> Exercise requirements: Would you please write out each entry precisely as given?

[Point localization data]
-.-.-
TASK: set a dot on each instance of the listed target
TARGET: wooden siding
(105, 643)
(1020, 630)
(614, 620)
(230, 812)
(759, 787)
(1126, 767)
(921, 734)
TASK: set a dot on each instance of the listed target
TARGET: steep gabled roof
-.-.-
> Result below:
TASK: set a dot on each instance of the listed target
TARGET: wooden siding
(105, 643)
(1020, 630)
(614, 620)
(230, 812)
(759, 787)
(1126, 767)
(921, 734)
TASK: set a dot on each instance of the listed target
TARGET: steep gabled roof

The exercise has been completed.